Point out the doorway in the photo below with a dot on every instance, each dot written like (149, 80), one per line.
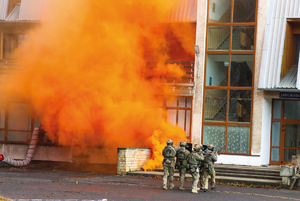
(285, 131)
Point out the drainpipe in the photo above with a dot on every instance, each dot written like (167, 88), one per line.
(30, 151)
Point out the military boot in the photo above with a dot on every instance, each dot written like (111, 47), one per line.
(194, 190)
(181, 187)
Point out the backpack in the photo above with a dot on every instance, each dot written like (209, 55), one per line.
(191, 159)
(169, 152)
(181, 154)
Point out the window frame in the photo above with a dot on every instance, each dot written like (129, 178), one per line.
(164, 107)
(229, 88)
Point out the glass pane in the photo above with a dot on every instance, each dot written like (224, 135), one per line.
(215, 135)
(277, 109)
(181, 118)
(182, 102)
(297, 49)
(18, 136)
(172, 102)
(238, 139)
(276, 134)
(292, 110)
(188, 123)
(215, 105)
(2, 135)
(219, 11)
(217, 70)
(2, 115)
(189, 101)
(275, 154)
(19, 116)
(243, 38)
(239, 106)
(10, 43)
(292, 135)
(289, 153)
(244, 10)
(241, 70)
(218, 38)
(171, 117)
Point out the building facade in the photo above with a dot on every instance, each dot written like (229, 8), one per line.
(241, 92)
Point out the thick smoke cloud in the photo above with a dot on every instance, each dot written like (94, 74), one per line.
(84, 73)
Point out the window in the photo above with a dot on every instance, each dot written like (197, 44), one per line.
(11, 41)
(178, 112)
(229, 75)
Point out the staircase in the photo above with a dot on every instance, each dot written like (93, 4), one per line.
(232, 174)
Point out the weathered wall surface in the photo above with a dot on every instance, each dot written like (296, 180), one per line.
(131, 159)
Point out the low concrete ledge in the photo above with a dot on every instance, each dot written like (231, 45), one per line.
(288, 174)
(131, 159)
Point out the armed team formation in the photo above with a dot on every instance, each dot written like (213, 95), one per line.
(199, 162)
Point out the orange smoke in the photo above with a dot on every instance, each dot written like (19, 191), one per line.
(84, 73)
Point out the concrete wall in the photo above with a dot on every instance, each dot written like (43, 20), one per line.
(131, 159)
(260, 133)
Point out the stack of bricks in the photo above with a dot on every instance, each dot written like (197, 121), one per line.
(131, 159)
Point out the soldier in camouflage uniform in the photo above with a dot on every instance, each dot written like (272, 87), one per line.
(169, 154)
(210, 157)
(181, 163)
(194, 159)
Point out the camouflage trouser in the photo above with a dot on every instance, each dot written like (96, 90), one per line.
(204, 179)
(168, 171)
(182, 172)
(195, 176)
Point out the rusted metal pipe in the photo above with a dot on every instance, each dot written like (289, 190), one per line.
(30, 152)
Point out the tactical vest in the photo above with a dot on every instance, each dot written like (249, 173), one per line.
(169, 152)
(192, 159)
(181, 154)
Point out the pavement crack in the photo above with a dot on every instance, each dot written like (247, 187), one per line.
(261, 195)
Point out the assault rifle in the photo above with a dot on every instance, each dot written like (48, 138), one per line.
(208, 154)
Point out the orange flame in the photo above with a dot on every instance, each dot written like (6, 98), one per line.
(83, 72)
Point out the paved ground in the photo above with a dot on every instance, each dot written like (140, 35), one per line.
(22, 183)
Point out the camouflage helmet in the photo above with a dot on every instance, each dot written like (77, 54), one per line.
(197, 147)
(170, 142)
(183, 144)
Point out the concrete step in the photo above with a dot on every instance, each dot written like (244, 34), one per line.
(224, 179)
(242, 172)
(248, 175)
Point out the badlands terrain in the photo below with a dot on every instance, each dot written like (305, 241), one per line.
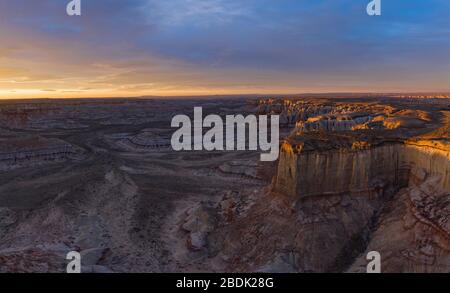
(355, 174)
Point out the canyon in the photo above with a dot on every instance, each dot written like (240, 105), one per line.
(355, 174)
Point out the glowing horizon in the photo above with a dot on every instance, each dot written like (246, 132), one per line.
(217, 47)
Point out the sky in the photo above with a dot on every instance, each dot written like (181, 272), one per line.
(121, 48)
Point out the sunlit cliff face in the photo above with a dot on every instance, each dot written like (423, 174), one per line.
(184, 47)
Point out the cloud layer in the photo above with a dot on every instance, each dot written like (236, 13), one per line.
(176, 47)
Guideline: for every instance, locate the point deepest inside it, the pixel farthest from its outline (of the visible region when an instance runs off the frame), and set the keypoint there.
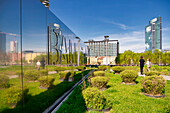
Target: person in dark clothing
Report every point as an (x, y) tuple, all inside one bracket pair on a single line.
[(142, 62), (43, 63)]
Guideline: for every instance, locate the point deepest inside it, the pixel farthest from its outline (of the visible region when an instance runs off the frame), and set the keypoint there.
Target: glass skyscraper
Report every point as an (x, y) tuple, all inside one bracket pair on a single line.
[(102, 52), (153, 34)]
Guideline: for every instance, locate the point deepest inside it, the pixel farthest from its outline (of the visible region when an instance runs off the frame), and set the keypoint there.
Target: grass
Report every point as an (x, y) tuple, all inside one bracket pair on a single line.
[(38, 99), (124, 98)]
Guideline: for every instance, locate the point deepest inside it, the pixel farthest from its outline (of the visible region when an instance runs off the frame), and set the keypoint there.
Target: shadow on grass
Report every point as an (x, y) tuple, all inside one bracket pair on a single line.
[(38, 103), (75, 103)]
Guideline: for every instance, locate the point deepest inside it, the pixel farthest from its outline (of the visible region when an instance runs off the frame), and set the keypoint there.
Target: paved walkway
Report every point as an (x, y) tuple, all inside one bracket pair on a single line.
[(165, 77)]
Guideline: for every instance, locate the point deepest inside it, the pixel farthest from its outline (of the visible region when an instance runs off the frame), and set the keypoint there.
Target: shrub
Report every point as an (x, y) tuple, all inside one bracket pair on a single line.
[(99, 82), (129, 76), (165, 72), (4, 81), (118, 69), (95, 99), (31, 75), (14, 94), (98, 73), (150, 73), (80, 68), (153, 84), (60, 69), (64, 75), (102, 68), (44, 72), (46, 81)]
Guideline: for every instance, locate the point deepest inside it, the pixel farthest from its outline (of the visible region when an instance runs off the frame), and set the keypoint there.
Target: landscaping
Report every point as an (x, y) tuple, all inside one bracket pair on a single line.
[(123, 98)]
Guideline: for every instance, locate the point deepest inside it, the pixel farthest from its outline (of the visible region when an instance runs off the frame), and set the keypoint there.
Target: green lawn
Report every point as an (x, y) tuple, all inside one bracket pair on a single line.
[(124, 98), (38, 99)]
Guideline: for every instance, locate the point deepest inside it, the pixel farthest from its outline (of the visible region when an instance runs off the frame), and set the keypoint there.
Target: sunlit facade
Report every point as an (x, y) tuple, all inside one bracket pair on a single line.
[(102, 52), (153, 34)]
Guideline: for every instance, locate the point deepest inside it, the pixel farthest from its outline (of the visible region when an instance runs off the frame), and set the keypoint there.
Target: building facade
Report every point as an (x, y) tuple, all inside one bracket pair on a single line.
[(102, 52), (153, 34)]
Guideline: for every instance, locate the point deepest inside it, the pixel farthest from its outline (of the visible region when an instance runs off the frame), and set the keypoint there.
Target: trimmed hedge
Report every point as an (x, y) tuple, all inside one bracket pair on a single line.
[(46, 81), (118, 69), (150, 73), (98, 73), (14, 94), (153, 85), (95, 99), (31, 75), (129, 76), (99, 82), (4, 81), (102, 68)]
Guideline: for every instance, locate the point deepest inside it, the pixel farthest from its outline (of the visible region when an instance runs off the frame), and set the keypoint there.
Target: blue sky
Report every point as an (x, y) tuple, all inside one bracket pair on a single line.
[(124, 20)]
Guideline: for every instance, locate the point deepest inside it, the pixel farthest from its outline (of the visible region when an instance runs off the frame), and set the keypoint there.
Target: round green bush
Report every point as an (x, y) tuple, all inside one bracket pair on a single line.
[(4, 81), (99, 82), (46, 81), (98, 73), (118, 69), (129, 76), (95, 99), (153, 85), (14, 94), (150, 73), (31, 75)]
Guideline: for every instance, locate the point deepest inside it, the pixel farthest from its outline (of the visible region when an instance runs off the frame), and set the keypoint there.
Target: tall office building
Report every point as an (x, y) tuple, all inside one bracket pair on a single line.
[(102, 52), (45, 2), (153, 34)]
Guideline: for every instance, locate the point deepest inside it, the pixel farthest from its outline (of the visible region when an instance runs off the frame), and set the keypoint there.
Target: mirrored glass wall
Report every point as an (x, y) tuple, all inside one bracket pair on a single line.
[(33, 41)]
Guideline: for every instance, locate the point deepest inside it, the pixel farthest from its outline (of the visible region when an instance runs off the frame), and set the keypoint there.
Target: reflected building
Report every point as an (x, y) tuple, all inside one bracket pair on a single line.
[(102, 52), (2, 48), (153, 34)]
################
* _Постановка задачи_:
Приведите все строки записей выше, в которых встречается слово «paved». Каждую такую строку перепишите целиком, ничего в ней не меняя.

* _Решение ниже_:
Point out the paved ground in the photo above with a dot on every instance, each dot written like (140, 35), one per line.
Target: paved walkway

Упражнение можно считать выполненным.